* [Work instruction]: Beneath this instruction is a block of data; output from it exactly the lines that run from the one containing "point(101, 185)" through the one containing "Target: fur collar", inclusive.

* [Records]:
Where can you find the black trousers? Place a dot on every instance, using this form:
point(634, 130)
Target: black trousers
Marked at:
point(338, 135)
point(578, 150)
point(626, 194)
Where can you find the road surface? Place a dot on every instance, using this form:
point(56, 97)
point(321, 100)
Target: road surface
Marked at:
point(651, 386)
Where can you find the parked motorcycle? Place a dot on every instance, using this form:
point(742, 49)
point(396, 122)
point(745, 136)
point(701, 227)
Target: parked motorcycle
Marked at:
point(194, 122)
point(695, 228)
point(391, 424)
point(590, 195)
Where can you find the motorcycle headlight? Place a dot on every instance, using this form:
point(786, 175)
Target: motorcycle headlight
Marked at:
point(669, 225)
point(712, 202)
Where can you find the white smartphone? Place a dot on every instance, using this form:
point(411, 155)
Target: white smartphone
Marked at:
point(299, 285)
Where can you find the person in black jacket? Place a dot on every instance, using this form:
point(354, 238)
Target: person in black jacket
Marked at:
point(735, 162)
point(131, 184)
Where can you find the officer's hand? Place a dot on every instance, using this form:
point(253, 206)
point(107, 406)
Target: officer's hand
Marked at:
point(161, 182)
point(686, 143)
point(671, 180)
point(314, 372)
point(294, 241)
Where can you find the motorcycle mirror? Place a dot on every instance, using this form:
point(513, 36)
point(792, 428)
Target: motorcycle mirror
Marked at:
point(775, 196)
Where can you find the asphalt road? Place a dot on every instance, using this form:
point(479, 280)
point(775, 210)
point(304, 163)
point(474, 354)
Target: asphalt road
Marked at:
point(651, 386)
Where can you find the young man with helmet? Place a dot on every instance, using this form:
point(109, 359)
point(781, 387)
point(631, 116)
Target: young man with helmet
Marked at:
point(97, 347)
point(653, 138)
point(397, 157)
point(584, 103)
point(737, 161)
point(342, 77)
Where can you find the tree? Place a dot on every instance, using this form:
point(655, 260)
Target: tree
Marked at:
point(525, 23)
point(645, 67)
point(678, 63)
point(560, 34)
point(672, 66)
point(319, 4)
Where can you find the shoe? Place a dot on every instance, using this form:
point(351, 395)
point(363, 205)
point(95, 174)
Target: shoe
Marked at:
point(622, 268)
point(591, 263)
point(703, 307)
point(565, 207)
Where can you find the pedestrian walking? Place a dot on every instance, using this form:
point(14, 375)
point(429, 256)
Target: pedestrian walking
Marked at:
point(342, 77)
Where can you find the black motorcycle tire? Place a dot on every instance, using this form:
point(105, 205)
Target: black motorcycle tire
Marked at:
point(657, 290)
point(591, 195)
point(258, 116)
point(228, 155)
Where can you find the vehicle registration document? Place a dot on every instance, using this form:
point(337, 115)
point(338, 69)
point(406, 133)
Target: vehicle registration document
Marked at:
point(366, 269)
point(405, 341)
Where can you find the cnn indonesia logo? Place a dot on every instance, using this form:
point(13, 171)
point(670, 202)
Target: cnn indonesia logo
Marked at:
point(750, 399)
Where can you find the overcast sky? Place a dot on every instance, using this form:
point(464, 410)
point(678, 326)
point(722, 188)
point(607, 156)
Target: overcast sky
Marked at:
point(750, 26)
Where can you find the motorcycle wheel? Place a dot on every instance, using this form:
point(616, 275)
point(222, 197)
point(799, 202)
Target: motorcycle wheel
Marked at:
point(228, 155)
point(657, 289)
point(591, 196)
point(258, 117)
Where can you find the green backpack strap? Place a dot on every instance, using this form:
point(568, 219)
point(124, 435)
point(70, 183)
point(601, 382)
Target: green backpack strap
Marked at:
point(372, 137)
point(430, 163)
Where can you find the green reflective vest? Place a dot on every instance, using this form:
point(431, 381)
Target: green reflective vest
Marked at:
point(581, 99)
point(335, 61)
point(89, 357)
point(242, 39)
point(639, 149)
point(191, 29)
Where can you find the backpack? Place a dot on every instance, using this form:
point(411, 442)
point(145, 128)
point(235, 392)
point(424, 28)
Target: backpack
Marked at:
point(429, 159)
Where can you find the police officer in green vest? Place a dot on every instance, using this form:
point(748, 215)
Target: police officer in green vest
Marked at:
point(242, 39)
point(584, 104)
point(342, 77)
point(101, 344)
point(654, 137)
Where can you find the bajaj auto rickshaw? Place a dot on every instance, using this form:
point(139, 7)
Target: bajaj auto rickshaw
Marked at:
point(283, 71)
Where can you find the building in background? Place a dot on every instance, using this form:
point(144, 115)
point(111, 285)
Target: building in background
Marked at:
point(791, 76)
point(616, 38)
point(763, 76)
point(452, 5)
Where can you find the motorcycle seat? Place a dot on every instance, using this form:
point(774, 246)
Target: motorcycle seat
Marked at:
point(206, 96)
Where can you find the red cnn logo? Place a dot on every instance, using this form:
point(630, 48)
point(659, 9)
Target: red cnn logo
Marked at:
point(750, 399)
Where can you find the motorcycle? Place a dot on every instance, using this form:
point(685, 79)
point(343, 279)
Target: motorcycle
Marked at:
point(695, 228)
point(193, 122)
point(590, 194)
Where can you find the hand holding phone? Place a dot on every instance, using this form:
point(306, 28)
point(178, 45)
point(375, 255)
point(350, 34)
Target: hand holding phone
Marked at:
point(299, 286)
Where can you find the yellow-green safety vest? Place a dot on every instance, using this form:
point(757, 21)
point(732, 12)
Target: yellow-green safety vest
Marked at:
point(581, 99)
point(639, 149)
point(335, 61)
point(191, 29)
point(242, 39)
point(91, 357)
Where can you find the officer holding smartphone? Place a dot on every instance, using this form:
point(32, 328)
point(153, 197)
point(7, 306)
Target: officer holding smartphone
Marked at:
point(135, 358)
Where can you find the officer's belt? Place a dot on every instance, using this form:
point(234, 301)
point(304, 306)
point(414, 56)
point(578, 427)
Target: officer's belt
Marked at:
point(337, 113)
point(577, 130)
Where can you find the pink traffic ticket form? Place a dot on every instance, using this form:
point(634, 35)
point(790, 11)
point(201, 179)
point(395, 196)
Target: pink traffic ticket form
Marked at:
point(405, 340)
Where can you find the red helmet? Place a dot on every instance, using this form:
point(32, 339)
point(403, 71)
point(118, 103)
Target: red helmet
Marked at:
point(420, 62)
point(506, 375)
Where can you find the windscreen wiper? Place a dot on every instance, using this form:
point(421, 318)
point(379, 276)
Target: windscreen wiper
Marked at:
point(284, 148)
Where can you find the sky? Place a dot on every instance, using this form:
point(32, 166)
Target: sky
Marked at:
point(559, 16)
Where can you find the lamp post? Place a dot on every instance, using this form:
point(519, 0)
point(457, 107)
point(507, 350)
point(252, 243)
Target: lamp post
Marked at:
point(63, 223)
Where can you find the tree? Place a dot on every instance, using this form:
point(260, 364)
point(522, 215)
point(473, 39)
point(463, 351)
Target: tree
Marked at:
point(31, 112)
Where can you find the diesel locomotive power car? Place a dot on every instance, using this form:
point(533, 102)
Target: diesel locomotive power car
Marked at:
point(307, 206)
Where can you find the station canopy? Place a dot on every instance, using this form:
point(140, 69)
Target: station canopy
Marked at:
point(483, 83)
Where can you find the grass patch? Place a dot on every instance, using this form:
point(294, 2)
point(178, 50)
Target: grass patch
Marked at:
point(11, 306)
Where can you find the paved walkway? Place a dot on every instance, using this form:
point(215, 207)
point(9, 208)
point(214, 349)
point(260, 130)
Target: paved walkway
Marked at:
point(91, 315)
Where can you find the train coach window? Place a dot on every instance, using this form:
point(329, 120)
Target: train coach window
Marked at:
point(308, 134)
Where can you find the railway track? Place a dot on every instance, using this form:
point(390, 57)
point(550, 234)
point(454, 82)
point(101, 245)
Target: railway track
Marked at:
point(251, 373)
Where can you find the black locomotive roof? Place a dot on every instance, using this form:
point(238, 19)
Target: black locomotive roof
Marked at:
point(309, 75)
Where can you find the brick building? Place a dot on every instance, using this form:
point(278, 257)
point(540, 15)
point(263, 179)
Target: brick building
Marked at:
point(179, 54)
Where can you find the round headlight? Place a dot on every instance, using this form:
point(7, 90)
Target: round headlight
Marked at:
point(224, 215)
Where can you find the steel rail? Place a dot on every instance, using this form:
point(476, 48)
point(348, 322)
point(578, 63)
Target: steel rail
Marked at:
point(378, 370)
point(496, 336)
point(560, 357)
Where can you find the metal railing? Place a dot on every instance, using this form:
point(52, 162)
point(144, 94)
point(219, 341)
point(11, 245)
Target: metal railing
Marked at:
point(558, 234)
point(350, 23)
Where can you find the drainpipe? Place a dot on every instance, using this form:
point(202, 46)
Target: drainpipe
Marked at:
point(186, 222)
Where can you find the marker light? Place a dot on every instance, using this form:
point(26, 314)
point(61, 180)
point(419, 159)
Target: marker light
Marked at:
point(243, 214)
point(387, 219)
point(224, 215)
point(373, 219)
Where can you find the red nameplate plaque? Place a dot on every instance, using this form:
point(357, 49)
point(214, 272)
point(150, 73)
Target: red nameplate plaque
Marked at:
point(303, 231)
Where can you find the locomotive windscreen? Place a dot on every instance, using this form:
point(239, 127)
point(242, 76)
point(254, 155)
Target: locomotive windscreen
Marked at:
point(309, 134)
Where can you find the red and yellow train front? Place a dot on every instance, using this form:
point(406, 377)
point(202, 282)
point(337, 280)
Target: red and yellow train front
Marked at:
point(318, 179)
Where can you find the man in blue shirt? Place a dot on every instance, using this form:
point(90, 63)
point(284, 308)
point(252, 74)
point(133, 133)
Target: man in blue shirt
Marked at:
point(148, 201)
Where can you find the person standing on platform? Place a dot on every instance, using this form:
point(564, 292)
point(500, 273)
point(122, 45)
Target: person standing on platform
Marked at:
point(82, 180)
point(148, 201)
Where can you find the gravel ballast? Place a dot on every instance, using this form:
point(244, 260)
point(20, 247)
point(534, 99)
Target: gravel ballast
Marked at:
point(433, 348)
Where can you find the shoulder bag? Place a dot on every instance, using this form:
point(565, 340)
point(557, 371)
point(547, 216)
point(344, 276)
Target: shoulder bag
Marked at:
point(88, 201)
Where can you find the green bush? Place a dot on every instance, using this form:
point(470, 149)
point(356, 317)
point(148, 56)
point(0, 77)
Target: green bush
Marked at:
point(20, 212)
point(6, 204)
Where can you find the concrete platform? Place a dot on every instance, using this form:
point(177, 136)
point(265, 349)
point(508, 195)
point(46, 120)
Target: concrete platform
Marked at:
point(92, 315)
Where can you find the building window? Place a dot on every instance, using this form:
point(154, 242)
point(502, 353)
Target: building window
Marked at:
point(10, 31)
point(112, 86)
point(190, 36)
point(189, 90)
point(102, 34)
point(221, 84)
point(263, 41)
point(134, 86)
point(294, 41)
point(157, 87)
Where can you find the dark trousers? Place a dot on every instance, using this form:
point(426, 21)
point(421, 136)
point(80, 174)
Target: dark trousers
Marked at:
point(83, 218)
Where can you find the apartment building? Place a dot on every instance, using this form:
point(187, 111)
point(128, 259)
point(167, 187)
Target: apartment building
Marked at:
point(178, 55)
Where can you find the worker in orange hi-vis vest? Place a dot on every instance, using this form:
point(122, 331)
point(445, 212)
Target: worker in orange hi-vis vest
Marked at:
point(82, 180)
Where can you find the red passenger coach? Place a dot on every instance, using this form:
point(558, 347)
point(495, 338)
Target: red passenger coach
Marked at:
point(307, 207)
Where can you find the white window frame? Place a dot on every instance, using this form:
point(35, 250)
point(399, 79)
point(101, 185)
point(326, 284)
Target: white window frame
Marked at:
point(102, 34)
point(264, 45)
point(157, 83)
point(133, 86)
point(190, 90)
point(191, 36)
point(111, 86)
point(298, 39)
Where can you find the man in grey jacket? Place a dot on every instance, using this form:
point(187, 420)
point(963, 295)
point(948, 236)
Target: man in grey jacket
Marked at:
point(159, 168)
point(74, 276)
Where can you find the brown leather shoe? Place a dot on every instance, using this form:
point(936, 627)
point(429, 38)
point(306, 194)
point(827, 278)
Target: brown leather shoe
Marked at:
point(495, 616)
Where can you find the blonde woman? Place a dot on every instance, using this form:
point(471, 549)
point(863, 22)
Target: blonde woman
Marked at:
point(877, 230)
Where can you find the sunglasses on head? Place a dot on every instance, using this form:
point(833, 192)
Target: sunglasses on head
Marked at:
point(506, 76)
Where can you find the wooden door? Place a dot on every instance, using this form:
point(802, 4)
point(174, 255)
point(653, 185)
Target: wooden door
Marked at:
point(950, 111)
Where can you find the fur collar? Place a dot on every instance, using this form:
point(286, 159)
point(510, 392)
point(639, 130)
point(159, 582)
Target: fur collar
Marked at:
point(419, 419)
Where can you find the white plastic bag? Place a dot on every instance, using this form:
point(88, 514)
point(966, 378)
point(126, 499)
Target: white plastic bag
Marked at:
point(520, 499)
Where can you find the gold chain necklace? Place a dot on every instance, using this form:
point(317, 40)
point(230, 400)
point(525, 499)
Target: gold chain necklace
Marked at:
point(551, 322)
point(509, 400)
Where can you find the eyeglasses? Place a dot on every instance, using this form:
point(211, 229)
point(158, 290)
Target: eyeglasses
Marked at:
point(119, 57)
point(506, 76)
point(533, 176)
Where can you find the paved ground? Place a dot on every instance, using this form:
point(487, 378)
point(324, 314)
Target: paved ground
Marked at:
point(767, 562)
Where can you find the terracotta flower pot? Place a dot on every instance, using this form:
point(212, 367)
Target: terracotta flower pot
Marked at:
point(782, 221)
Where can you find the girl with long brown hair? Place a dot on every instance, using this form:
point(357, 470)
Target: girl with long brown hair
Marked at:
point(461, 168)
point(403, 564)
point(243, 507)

* [Result]:
point(101, 185)
point(326, 284)
Target: white window frame
Marked at:
point(102, 34)
point(264, 45)
point(157, 83)
point(133, 86)
point(190, 90)
point(191, 36)
point(111, 86)
point(298, 39)
Where can you find the man in grey jacket? Place a dot on every instance, using this form:
point(187, 420)
point(963, 295)
point(948, 236)
Target: man in grey jacket
Marked at:
point(159, 168)
point(74, 276)
Where can you find the brown leather shoe? Place a dot on every instance, using this form:
point(936, 627)
point(429, 38)
point(306, 194)
point(827, 278)
Target: brown leather shoe
Marked at:
point(495, 616)
Where can you find the blonde woman? Place a dot on every instance, using this form:
point(471, 549)
point(863, 22)
Target: blonde woman
Marked at:
point(877, 230)
Where can you find the sunglasses on head? Place a dot on every instance, using this form:
point(833, 192)
Target: sunglasses on head
Marked at:
point(506, 76)
Where can you find the wooden door? Place a dot on every instance, using this form:
point(802, 4)
point(174, 255)
point(653, 185)
Target: wooden door
Marked at:
point(950, 111)
Where can you find the fur collar? Place a dot on every instance, using this form:
point(286, 159)
point(510, 392)
point(639, 130)
point(159, 582)
Target: fur collar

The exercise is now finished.